§ **TASK DESCRIPTION**
Please list every line in the material below that contains the word "light", copying each one in full.

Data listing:
## Begin
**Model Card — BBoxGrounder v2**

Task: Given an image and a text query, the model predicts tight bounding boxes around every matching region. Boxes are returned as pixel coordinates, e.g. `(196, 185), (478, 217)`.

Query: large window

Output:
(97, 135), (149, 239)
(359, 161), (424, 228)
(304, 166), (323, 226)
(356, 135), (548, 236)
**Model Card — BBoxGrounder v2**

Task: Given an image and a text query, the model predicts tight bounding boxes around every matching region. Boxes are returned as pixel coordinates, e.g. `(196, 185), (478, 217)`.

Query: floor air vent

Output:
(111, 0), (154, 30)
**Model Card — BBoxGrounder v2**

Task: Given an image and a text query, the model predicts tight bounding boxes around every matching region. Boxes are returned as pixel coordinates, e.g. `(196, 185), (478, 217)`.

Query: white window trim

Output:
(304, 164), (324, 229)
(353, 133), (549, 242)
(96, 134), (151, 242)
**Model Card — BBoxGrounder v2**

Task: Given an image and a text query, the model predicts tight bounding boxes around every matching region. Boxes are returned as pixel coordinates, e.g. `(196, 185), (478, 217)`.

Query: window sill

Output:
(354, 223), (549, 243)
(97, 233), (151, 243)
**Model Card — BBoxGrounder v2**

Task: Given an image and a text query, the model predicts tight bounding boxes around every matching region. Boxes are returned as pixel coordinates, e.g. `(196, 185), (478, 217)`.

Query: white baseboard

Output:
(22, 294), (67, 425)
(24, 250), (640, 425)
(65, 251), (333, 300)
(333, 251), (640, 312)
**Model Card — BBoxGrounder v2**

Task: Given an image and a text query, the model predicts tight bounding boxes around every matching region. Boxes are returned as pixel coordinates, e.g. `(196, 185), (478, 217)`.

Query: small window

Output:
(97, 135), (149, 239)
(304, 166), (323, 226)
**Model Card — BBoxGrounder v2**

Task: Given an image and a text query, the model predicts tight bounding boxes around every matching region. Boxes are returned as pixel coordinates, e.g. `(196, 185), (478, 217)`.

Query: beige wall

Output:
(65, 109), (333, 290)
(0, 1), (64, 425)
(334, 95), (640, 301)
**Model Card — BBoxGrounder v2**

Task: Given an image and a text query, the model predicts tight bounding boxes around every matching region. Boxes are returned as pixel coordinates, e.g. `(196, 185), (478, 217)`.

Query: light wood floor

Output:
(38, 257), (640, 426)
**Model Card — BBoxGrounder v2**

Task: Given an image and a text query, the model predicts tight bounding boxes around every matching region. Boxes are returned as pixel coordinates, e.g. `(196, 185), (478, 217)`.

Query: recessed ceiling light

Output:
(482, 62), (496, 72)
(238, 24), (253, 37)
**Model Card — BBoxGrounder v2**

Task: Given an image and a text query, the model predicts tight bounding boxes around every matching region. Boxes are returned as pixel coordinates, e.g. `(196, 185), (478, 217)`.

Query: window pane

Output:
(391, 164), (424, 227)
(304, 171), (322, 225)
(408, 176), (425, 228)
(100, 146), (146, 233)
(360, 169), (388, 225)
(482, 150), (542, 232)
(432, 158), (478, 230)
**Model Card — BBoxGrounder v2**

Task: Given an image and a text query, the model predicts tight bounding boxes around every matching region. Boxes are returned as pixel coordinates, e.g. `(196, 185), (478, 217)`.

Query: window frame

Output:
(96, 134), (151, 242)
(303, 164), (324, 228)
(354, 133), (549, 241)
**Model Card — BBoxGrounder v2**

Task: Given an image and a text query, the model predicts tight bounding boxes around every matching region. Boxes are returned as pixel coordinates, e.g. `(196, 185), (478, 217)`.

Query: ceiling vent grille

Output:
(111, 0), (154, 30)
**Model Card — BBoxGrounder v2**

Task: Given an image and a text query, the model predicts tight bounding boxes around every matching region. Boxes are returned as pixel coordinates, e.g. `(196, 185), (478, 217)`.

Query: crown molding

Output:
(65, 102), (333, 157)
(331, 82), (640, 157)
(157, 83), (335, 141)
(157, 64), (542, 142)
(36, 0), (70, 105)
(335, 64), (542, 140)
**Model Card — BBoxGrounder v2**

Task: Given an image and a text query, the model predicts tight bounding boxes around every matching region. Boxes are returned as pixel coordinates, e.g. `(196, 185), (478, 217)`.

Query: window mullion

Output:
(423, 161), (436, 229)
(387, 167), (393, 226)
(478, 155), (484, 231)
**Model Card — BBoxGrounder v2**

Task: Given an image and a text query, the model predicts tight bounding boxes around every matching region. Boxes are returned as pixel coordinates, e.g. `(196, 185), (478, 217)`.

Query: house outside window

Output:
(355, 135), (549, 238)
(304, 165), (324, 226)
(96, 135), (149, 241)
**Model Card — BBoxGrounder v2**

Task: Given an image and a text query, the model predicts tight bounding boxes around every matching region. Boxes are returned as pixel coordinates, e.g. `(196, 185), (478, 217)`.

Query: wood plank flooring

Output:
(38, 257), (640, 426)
## End
§ **RESULT BELOW**
Query: light wood floor
Query: recessed ceiling light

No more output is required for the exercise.